• [Brief]: Please copy out the records below, beginning at the line that contains "320, row 200." and stopping after the line that contains "Target: frog head". Swap "Target" for "Label" wherever it occurs in that span, and keep everything else unchanged.

• [Information given]:

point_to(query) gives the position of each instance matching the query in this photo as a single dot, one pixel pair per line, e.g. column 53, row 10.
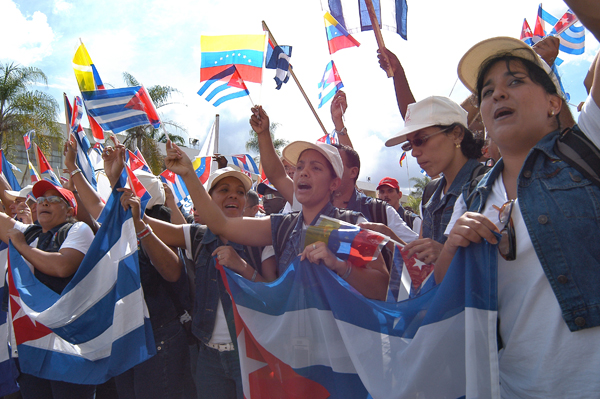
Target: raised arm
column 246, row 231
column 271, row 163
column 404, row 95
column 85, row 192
* * *
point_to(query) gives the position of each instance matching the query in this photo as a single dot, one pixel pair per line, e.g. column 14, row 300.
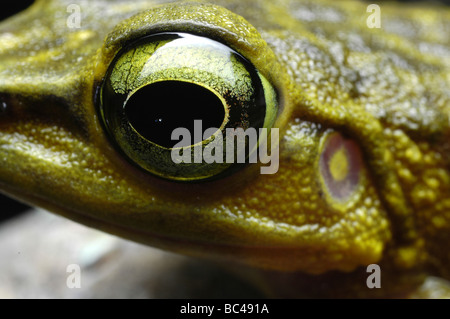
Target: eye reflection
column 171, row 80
--
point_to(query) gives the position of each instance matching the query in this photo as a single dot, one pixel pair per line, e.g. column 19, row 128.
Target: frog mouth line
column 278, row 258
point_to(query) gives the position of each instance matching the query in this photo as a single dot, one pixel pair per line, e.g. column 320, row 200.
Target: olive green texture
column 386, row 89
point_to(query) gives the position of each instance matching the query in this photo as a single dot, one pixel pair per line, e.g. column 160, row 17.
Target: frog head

• [Full output]:
point_to(query) gives the position of each instance matching the query in this photo as a single dot, one pixel pair per line, e.g. column 320, row 200.
Label: olive green texture
column 386, row 89
point_to(query) gives the position of each instance matching the query in this photo as a single dot, one pixel pair per line, e.g. column 160, row 17.
Label: frog head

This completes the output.